-- Given information follows --

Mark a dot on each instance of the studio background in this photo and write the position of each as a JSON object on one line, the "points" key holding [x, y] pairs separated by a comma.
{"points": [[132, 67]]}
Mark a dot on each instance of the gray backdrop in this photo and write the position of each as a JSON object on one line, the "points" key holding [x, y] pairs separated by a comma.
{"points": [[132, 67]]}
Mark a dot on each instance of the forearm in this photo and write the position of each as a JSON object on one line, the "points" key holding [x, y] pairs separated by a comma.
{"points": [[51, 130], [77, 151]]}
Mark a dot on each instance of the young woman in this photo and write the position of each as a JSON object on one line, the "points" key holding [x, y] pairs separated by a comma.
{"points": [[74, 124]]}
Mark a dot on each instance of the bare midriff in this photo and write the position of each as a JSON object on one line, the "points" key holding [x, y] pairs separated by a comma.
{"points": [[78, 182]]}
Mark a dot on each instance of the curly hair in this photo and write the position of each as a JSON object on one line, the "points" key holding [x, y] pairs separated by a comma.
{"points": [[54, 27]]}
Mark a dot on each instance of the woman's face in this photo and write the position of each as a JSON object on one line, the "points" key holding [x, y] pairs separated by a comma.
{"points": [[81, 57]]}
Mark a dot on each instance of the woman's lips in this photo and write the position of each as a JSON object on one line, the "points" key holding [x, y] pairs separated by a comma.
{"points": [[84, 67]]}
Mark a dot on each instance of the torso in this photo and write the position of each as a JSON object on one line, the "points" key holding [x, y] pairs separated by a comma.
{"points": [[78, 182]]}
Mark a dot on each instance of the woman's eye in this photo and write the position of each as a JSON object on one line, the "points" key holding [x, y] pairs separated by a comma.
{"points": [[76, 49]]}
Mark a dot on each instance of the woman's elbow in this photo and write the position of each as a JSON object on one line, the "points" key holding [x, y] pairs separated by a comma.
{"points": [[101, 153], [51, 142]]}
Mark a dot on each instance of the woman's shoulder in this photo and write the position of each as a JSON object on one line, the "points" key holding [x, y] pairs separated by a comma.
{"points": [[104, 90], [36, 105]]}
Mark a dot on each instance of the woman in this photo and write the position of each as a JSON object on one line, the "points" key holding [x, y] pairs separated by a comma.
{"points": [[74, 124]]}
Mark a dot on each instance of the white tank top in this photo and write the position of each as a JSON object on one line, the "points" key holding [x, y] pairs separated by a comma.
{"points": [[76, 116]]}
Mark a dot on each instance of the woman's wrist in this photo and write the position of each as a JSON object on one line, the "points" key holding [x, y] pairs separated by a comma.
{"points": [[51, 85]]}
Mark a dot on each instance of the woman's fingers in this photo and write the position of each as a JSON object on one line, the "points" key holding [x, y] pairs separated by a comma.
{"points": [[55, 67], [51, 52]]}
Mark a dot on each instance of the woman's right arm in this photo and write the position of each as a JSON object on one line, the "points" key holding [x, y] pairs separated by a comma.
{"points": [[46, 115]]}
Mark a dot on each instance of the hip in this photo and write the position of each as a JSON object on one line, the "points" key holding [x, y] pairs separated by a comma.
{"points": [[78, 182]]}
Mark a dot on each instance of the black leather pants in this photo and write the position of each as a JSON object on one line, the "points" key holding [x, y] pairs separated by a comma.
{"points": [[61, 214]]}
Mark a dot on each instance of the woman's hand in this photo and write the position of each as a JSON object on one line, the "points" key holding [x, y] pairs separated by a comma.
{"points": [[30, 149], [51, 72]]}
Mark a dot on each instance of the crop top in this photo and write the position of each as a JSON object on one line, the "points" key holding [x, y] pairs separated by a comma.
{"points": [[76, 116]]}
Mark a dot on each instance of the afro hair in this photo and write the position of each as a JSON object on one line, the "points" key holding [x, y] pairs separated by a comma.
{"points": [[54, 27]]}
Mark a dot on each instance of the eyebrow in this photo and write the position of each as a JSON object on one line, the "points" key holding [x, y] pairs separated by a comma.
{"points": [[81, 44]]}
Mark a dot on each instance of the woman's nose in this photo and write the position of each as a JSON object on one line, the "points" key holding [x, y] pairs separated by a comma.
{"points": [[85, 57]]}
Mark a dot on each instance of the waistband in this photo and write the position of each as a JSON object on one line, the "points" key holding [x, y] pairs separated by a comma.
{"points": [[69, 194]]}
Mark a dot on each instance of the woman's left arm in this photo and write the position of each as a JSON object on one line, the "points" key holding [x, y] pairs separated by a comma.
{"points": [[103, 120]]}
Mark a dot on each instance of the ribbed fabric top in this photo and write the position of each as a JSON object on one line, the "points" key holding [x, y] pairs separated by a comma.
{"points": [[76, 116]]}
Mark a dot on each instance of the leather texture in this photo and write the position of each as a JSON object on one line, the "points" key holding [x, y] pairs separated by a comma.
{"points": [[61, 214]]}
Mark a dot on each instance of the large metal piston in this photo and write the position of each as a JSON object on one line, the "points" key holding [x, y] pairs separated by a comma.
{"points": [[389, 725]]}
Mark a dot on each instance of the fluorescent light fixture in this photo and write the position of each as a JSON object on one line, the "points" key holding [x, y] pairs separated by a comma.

-- Given information concluded --

# The problem
Copy out all the entries shown above, character for character.

# Task solution
Mark a dot on each instance of the studio background in this photo and write the position of each as a JSON object on one line, the "points" key holding [x, y] pairs separated by a comma.
{"points": [[132, 67]]}
Mark a dot on each instance of the gray backdrop in this photo and write the position of each as a JSON object on one line, the "points" key holding [x, y] pairs separated by a comma.
{"points": [[132, 67]]}
Mark a dot on each instance of the forearm in this photo and write the position of each as a JSON object on one line, the "points" key holding [x, y] pairs separated by a comma.
{"points": [[51, 130], [77, 151]]}
Mark a dot on each instance of the young woman in this photo and write the position of each as a JSON object on one line, the "points" key holding [x, y] pairs separated by a comma.
{"points": [[74, 124]]}
Mark a dot on each instance of the bare midriff in this photo and write the position of each as a JSON object on one line, the "points" key holding [x, y] pairs separated by a comma.
{"points": [[78, 182]]}
Mark a dot on each instance of the curly hair in this photo and write the position of each as a JSON object on one line, the "points" key holding [x, y] pairs separated by a comma.
{"points": [[54, 27]]}
Mark a dot on each instance of the woman's face in this photo and write the position of each as a JSON object on one line, the "points" key holding [x, y] pairs separated by a comma.
{"points": [[81, 57]]}
Mark a dot on each instance of the woman's lips in this photo and write the position of each as a JSON object on one line, the "points" key holding [x, y] pairs separated by a comma.
{"points": [[84, 67]]}
Mark a dot on each instance of the torso in this photo and write the position of each as a JSON object on one line, the "points" key holding [x, y] pairs separated by a comma.
{"points": [[78, 182]]}
Mark a dot on each instance of the woman's eye in this photo and write the position of each as a JSON object on one line, the "points" key holding [x, y] pairs separated by a comma.
{"points": [[76, 49]]}
Mark a dot on each instance of the woman's elbow in this photo and write the position of each as a JSON object on one line, the "points" key holding [x, y] pairs separated by a comma.
{"points": [[101, 153], [51, 142]]}
Mark a dot on each instance of the woman's shoulder in this photo and write the position of each as a JSON object on one line, the "points" key holding [x, y] pairs separated by a comma.
{"points": [[104, 90], [36, 105]]}
Mark a dot on each instance of the woman in this photo and write the position of each as a JSON object on one line, the "points" key holding [x, y] pairs separated by a comma.
{"points": [[74, 124]]}
Mark a dot on each instance of the white tank top in this photo and write the position of each as a JSON object on one line, the "points" key holding [x, y] pairs separated by a comma.
{"points": [[76, 116]]}
Mark a dot on each instance of the woman's wrist in this photo and write the position of each as a JSON object on one line, the "points" key holding [x, y] pairs separated by a comma.
{"points": [[51, 85]]}
Mark a dot on each instance of the woman's fingers in this photo and write the position of each as a JSON object on one line, the "points" key holding [x, y] pairs separated by a comma.
{"points": [[55, 67], [51, 52]]}
Mark a dot on each instance of the woman's right arm in this photo and write the position of each as a JSON object on one line, the "points" key holding [x, y] pairs separated by a comma.
{"points": [[46, 115]]}
Mark a dot on each instance of the hip in this photo and write the position of each as a JSON object on one line, the "points" key holding [x, y] pairs separated by a comma.
{"points": [[78, 182]]}
Mark a dot on each instance of the black leather pants in this photo and write the position of each as a JSON object on one line, the "points" key holding [x, y] pairs separated by a comma.
{"points": [[61, 214]]}
Mark a dot on each instance of the woman's hand in this photo and write the position of each as a JSON object on one line, the "points" key holding [x, y] pairs separated by a comma.
{"points": [[30, 149], [51, 72]]}
Mark a dot on each instance of the crop top in this photo and write the position of each as a JSON object on one line, the "points" key holding [x, y] pairs separated by a comma.
{"points": [[76, 116]]}
Mark a dot on each instance of the afro hair in this photo and write the position of each as a JSON object on one line, the "points" key holding [x, y] pairs separated by a comma.
{"points": [[54, 27]]}
Mark a dot on each instance of the eyebrow in this photo and write the position of each as a JSON object on one line, the "points" key holding [x, y] pairs separated by a comma.
{"points": [[81, 44]]}
Mark a dot on each instance of the woman's nose in this photo and write the position of each as a JSON object on one line, the "points" key holding [x, y] pairs separated by a comma.
{"points": [[85, 57]]}
Mark a dot on each instance of the waistband in this photo and write the position of each as a JSON object on one line, the "points" key holding [x, y] pairs separated by a comma.
{"points": [[69, 194]]}
Mark a dot on each instance of the woman's left arm in this photo and write the position of each as a JSON object on one line, the "points" key holding [x, y] pairs separated by a comma.
{"points": [[103, 120]]}
Mark a dot on each instance of the ribbed fabric top in this photo and write the position of each as a JSON object on one line, the "points" key holding [x, y] pairs separated by a comma.
{"points": [[76, 116]]}
Mark a dot on each instance of the leather texture in this photo and write the position of each as a JSON object on one line, the "points" key holding [x, y] pairs separated by a comma.
{"points": [[61, 214]]}
Mark a dot on each instance of the large metal piston in this photo and write the position of each as a JSON object on one line, the "points" key holding [x, y] pairs separated by a comma.
{"points": [[389, 725]]}
Mark a dot on each instance of the fluorescent light fixture in this photo and write the position of each as a JSON object on one line, the "points" key holding [x, y] pairs separated by a comma.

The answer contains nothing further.